__LISTED RECORDS__.
========================
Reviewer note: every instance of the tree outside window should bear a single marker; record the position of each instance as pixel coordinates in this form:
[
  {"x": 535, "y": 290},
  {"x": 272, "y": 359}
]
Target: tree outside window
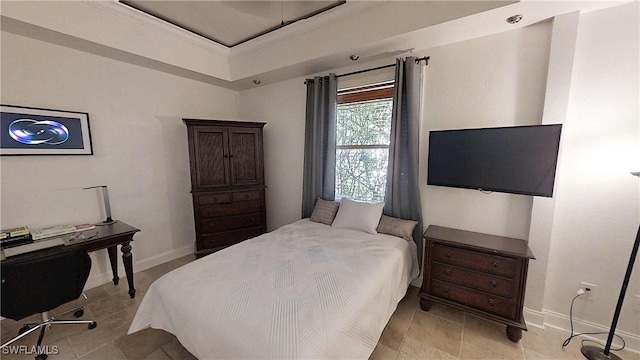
[{"x": 363, "y": 132}]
========================
__WHAT NEEDS TO BE DONE__. After removing the pictures, restate the whole listing above word for word.

__TASK OUTPUT__.
Reviewer note: every instance of the tree outside window should bear a single marker; record the position of each instance as pixel coordinates in this form:
[
  {"x": 535, "y": 290},
  {"x": 272, "y": 359}
]
Target: tree outside window
[{"x": 363, "y": 132}]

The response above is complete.